* Aim of the task:
Continue the passage on clinical instruction in nursing programs from the point where it ends.

Clinical evaluation tools should clearly indicate the expected behaviors of students in each clinical course. The expected behaviors should reflect the student's growth in knowledge base and skill level as the student progresses through the curriculum to eventually fulfill the program objectives. Some clinical objectives will be identified as critical behaviors, vital to completion of the program. Critical behaviors may include such things as safe administration of medications, reporting changes in client condition, and use of a systematic approach to planning, implementing, and evaluating client care. All clinical objectives must sufficiently vary from course to course in order to demonstrate progression through the curriculum.
Nursing programs may use clinical preceptors as faculty extenders for a portion of clinical learning experiences. If a faculty member uses preceptors in a course, the ratio of faculty to student can increase from 1:10 to 1:12 with 2 students being assigned to preceptors. In a course where the use of preceptors is the sole method of student instruction and supervision in clinical settings, the ratio of faculty to student can be increased to 1:24 with the faculty coordinating the preceptors.
In professional nursing (RN) programs, clinical teaching assistants can work with students in the clinical area under a Master's prepared faculty member and the ratio can be increased to 1:15.
How can a program utilize an MSN student majoring in nursing education and being mentored by a faculty member in a nursing program?
Since the MSN student usually holds a BSN, he/she may function as a clinical teaching assistant working under the supervision of the Master's prepared clinical faculty. He/she may also be asked to provide guest lectures under the supervision of the Master's prepared faculty member as long as the faculty member guides them and is in attendance at all times in student presentations.
How can vocational nursing educational programs meet the requirements of the rule to provide students with experiences in both acute and non-acute care settings for Pediatrics and Obstetrics when acute clinical opportunities in these areas are shrinking?

* Information given:
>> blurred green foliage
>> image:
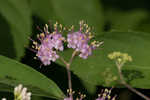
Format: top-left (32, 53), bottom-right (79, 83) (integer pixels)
top-left (0, 0), bottom-right (150, 98)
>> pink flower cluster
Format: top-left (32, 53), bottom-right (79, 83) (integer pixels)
top-left (30, 22), bottom-right (100, 65)
top-left (30, 25), bottom-right (65, 65)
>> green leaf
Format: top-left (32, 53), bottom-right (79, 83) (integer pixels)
top-left (58, 32), bottom-right (150, 89)
top-left (30, 0), bottom-right (56, 22)
top-left (0, 0), bottom-right (31, 60)
top-left (51, 0), bottom-right (103, 34)
top-left (0, 56), bottom-right (64, 99)
top-left (105, 9), bottom-right (148, 32)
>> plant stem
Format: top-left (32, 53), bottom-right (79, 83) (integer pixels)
top-left (117, 64), bottom-right (150, 100)
top-left (60, 51), bottom-right (76, 100)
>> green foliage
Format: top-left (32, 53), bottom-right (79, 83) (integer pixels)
top-left (105, 9), bottom-right (148, 32)
top-left (56, 32), bottom-right (150, 89)
top-left (51, 0), bottom-right (103, 34)
top-left (0, 0), bottom-right (150, 99)
top-left (0, 56), bottom-right (64, 99)
top-left (0, 0), bottom-right (32, 60)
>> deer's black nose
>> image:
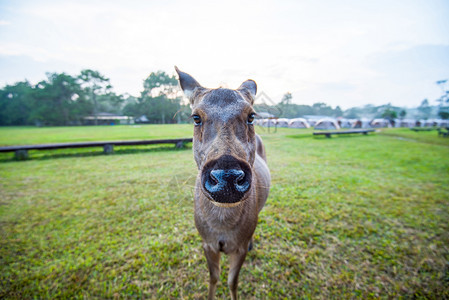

* Output for this task:
The rule requirements in Rule 214.9(b)(3)(A&B) and Rule 214.10(b) in regard to clinical learning experiences in Pediatrics and Obstetrics are:
"Nursing Care of Children. Experiences shall include care of children and meeting their needs in a variety of age groups in both the acute and non-acute care setting. Day care and clinic settings may be utilized as supplementary experience. Common health deviations, physical, psychological, and neurological handicaps, and nutritional needs shall be emphasized. Students shall have opportunities to develop understanding of normal growth and development and the influences of the family, home, church, school, and community. Student practice in caring for and understanding the needs of newborn infants shall also be included."
"Maternity Nursing. Opportunities shall be provided for students to gain an understanding of the psychological and physiological aspects of pregnancy, labor, and puerperium. Assisting mothers in the care of their infants shall be emphasized. A variety of settings, including clinics, organized maternity units, and maternity cases in non-segregated units, may be utilized for provision of maternity nursing experience."
"Clinical practice shall include actual hours of practice in clinical areas, clinical conferences, and/or simulated lab experiences."
What the rules do not require:
- a specific number of clinical hours in pediatric and obstetrics;
- that clinical learning experiences in pediatric and obstetrics occur only in acute care settings; or
- that all clinical learning experiences occur in an actual clinical setting.
Options for programs include, but are not limited to:
- day care, specialty home health agencies that focus on maternal/newborn care and/or pediatric care, physician offices, department of health well child areas, public school nurse clinics;
- well coordinated clinical scheduling utilizing a centralized scheduler either online or community based; and
- simulation activities from low fidelity to high fidelity.